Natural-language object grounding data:
'''
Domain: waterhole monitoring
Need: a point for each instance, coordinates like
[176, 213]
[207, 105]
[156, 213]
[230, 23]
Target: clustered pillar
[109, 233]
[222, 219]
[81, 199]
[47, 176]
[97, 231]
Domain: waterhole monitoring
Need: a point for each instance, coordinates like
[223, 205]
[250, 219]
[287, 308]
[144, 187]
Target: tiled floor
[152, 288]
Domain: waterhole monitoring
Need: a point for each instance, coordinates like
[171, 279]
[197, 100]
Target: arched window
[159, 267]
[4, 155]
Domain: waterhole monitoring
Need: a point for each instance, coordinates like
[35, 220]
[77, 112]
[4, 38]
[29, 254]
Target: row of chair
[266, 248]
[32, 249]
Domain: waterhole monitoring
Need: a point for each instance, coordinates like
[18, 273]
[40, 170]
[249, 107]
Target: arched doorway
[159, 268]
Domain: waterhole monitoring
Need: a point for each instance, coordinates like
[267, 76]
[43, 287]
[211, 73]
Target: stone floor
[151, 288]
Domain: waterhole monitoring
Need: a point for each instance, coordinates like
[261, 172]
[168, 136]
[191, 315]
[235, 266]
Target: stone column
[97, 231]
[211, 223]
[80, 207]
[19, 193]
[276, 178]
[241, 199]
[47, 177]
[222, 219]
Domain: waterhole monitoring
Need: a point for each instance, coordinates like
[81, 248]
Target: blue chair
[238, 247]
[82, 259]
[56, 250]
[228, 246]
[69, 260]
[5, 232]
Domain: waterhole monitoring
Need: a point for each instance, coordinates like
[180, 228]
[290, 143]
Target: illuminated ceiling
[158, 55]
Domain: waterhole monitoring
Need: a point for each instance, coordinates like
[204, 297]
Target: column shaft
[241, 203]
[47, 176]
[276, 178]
'''
__WHAT YOU HAVE TO DO__.
Your task is to transcribe each record faithfully and in full.

__OUTPUT OF THE EXERCISE__.
Domain: waterhole monitoring
Need: a point for each instance, coordinates like
[176, 213]
[207, 105]
[156, 213]
[230, 23]
Target: clustered pillar
[109, 233]
[222, 219]
[81, 199]
[47, 176]
[97, 231]
Domain: waterhole monitoring
Need: a point for each instance, coordinates like
[223, 205]
[250, 219]
[287, 308]
[144, 187]
Target: tiled floor
[152, 288]
Domain: waterhole monitoring
Need: a point for each instance, coordinates like
[171, 279]
[197, 100]
Target: arched window
[159, 267]
[4, 155]
Domain: waterhole monitoring
Need: a point for each instance, coordinates like
[35, 220]
[77, 112]
[4, 38]
[29, 254]
Target: row of chair
[266, 248]
[32, 249]
Domain: waterhole monitoring
Need: a point for each instance, coordinates like
[18, 273]
[40, 170]
[249, 107]
Target: arched doorway
[159, 268]
Domain: waterhole monitoring
Need: a point for each instance, coordinates like
[267, 76]
[43, 287]
[211, 73]
Target: stone floor
[151, 288]
Domain: waterhole monitoring
Need: a point for each instance, coordinates like
[261, 172]
[168, 136]
[191, 315]
[235, 266]
Target: stone column
[97, 231]
[211, 223]
[80, 207]
[19, 193]
[276, 178]
[241, 199]
[47, 177]
[222, 219]
Domain: waterhole monitoring
Need: a point for each instance, coordinates like
[81, 248]
Target: blue chair
[238, 247]
[82, 259]
[56, 250]
[228, 246]
[69, 260]
[5, 232]
Domain: waterhole monitoring
Need: a point for each instance, coordinates like
[180, 228]
[290, 143]
Target: illuminated ceiling
[158, 55]
Domain: waterhole monitoring
Need: a point for each instance, coordinates like
[204, 297]
Target: column shaft
[241, 203]
[47, 176]
[276, 178]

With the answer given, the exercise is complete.